PASSAGE GIVEN:
....
In an example, the frequency-domain inner microphone signal further comprises a second inner microphone signal phase at a second frequency and the frequency-domain outer microphone signal further comprises a second outer microphone signal phase at the second frequency, wherein the sign of the phase difference between the inner microphone signal and the outer microphone is further determined according to a sign of a difference between the second inner microphone signal phase and the second outer microphone signal phase.
In an example, the sign of the phase difference is a sign of a time-domain product of the inner microphone signal and the outer microphone signal.
In an example, the voice activity detection signal representing the user's voice activity is only generated when noise present in the outer microphone signal is below a threshold value.
In an example, the noise present in the outer microphone is determined according to a measure of similarity or linear relation between the inner microphone signal and outer microphone signal.
In an example, the measure of linear relation is a coherence.
In an example, the headset further includes an active noise canceler configured to produce a noise cancellation signal, the active noise canceler configured to perform at least one of discontinuing or minimizing a magnitude of the noise-cancellation signal and beginning production of or increasing a magnitude of a hear-through signal in response to the voice activity detection signal representing the user's voice activity being generated.
In an example, the headset further includes an audio equalizer configured to receive an audio signal input and produce an audio signal output, the audio equalizer discontinuing or minimizing an amplitude of the audio signal output in response to the voice activity detection signal representing the user's voice activity being generated.
In an example, the headset is one of: headphones, earbuds, hearings aids, or a mobile device.
According to another aspect, a method for detecting a user's voice activity, includes the steps of: providing a headset having an inner microphone generating an inner microphone signal and an outer microphone generating an outer microphone signal, wherein the inner microphone and outer microphone are positioned such that, when the headset is worn by a user, the inner microphone is disposed nearer to the user's head; determining a sign of a phase difference between the inner microphone signal and outer microphone signal; and generating a voice activity detection signal representing a user's voice activity when the sign of the phase difference indicates that the outer microphone received an audio signal after the inner microphone received the audio signal.
In an example, the method further includes the steps of: converting the inner microphone signal to a frequency-domain inner microphone signal comprising at least a first inner microphone signal phase at a first frequency; and converting the outer microphone signal to a frequency-domain outer microphone signal comprising at least a first outer microphone signal phase at the first frequency, wherein the sign of the phase difference between the inner microphone signal and the outer microphone is determined according to a sign of a difference between the first inner microphone signal phase and the first outer microphone signal phase.
....
WRITTEN TASKS:
**a)** Answer these questions from the passage on voice activity detection:
(i) Below what must the noise in the outer microphone signal be for the voice activity detection signal to be generated?
(ii) What measure of linear relation is named?
(iii) When the headset is worn, which microphone is disposed nearer to the user's head?
**b)** Reproduce the passage on voice activity detection between "In an example, the sign" and "a threshold value.", inclusive.

(Records from a point-labeling set)
....
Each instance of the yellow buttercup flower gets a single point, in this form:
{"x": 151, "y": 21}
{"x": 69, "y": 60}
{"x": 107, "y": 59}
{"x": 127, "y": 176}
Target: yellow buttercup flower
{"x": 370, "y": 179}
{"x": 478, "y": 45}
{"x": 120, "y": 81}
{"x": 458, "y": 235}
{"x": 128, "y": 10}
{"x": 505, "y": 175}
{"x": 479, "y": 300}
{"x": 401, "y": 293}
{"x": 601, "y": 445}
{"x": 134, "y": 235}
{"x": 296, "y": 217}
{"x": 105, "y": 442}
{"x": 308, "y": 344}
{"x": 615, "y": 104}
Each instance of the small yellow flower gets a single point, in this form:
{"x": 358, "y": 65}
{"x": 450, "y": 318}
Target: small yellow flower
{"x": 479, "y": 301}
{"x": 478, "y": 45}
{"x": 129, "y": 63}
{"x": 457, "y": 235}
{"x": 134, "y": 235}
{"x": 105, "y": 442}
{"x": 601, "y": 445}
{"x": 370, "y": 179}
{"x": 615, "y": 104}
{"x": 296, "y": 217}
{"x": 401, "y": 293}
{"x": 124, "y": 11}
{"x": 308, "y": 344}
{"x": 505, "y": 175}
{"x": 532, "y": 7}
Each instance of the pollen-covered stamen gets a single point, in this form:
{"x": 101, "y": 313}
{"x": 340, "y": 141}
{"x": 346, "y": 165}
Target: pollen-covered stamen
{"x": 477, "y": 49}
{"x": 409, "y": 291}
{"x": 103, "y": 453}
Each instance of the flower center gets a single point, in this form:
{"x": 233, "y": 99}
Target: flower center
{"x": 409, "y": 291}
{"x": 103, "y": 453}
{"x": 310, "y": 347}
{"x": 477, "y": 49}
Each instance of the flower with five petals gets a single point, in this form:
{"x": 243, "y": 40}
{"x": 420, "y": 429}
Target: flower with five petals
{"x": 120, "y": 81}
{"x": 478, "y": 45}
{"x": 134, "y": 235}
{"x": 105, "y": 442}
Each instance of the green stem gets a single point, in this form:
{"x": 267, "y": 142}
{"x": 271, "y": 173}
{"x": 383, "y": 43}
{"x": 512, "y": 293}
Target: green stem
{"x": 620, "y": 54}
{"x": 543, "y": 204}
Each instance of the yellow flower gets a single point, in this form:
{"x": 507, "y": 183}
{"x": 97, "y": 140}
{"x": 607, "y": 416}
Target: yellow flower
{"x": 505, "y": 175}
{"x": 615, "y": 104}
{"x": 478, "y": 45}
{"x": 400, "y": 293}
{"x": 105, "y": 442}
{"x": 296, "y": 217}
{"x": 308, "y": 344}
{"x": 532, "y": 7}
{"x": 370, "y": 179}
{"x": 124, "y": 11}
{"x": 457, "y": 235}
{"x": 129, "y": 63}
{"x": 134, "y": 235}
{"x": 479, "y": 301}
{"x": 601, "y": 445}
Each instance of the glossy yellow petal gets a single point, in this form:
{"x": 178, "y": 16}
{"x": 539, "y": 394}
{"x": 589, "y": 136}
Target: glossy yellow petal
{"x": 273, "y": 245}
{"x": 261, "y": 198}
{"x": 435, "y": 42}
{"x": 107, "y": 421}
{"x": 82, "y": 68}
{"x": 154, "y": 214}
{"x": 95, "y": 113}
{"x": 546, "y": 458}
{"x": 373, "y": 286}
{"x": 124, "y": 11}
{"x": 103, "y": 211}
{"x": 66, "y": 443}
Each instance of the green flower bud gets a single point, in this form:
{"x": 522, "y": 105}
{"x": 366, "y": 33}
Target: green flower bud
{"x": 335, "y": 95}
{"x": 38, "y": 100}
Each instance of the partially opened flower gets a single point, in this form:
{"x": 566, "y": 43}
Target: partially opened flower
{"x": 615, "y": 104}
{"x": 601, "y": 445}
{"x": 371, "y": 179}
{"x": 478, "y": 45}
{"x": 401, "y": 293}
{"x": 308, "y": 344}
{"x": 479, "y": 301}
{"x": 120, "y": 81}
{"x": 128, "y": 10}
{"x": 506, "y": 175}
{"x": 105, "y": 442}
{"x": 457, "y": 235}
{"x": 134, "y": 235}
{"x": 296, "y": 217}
....
EXPECTED RESPONSES:
**a)**
(i) A threshold value.
(ii) A coherence.
(iii) The inner microphone.

**b)**
In an example, the sign of the phase difference is a sign of a time-domain product of the inner microphone signal and the outer microphone signal.
In an example, the voice activity detection signal representing the user's voice activity is only generated when noise present in the outer microphone signal is below a threshold value.